Supplied entries
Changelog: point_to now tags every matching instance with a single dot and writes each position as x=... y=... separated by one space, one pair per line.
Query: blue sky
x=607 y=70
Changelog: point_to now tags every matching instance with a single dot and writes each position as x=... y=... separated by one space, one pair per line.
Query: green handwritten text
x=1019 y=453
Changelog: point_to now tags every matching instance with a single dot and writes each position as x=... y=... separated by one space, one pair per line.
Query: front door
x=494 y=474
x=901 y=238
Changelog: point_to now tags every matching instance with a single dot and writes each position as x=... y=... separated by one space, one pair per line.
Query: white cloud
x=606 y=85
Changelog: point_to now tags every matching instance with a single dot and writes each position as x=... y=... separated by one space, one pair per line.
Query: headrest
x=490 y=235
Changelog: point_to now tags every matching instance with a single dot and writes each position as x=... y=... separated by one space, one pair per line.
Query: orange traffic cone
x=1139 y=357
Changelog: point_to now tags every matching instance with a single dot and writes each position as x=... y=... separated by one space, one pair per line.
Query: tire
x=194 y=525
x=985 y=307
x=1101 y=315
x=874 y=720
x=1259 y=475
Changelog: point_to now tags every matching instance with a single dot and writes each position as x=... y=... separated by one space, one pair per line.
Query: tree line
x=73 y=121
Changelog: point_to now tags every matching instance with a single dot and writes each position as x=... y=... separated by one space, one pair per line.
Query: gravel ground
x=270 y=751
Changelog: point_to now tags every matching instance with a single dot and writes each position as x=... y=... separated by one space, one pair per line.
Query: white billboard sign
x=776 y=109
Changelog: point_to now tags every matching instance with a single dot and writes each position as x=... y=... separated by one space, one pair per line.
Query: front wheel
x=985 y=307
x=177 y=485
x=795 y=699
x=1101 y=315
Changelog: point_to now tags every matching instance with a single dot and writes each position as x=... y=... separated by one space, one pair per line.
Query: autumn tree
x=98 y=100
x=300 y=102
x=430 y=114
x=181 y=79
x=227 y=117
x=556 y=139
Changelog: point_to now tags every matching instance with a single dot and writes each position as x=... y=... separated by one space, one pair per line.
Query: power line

Do this
Please reproduce every line of the material word for word.

Written solution
Changelog: point_to now tags every matching instance with a single dot and writes each position as x=... y=... separated by one space, one pair per line.
Query: blue sky
x=607 y=70
Changelog: point_to now tags every matching instance with a single dot and writes each position as x=... y=... separated by one space, one pair per line.
Query: green handwritten text
x=1019 y=453
Changelog: point_to now tags every matching instance with a single dot and writes each position as x=... y=... separated by one space, one pair per line.
Query: front door
x=494 y=474
x=901 y=238
Changelog: point_to now tags every matching instance with a single dot and writes each position as x=... y=... separated by one space, one pair per line.
Query: white cloud
x=606 y=85
Changelog: point_to now tags every matching instance with a single dot and writes each position as x=... y=... separated by one space, one pair per line.
Query: headrest
x=490 y=235
Changelog: point_to now tags every matching instance with a single dot and writes each position as x=... y=... separated by one space, one pair per line.
Query: orange traffic cone
x=1139 y=357
Changelog: point_to now tags every matching instance with a single dot and writes each position as x=... y=... separated by one space, one pair per line.
Query: tire
x=194 y=525
x=985 y=307
x=1101 y=315
x=874 y=720
x=1259 y=475
Changelog: point_to now tags every matching instance with a single dot and writes each position as x=... y=... separated by one space, one pair per line.
Query: tree line
x=73 y=121
Changelog: point_to now tags every matching instance with a single dot and writes each position as x=... y=... separated by one space, one pair per line.
Query: gravel ground
x=270 y=751
Changelog: point_to now tags every matching instance with a single dot and writes each position as x=... y=... separated by one space, one pair per line.
Query: white billboard sign
x=776 y=109
Changelog: point_to now tags every matching instance with a single dot and writes each position as x=... y=... separated by one space, one pair per line.
Query: front wheel
x=985 y=307
x=177 y=485
x=795 y=699
x=1101 y=315
Changelog: point_to now tags every matching instance with a single dot and writes each position as x=... y=... separated by one space, one pair per line.
Query: autumn tree
x=98 y=100
x=300 y=102
x=430 y=114
x=181 y=79
x=227 y=117
x=556 y=139
Changelog: point_to now tags every matching instance with a single dot and writes each position as x=... y=... separated by one space, one pair per line.
Query: power line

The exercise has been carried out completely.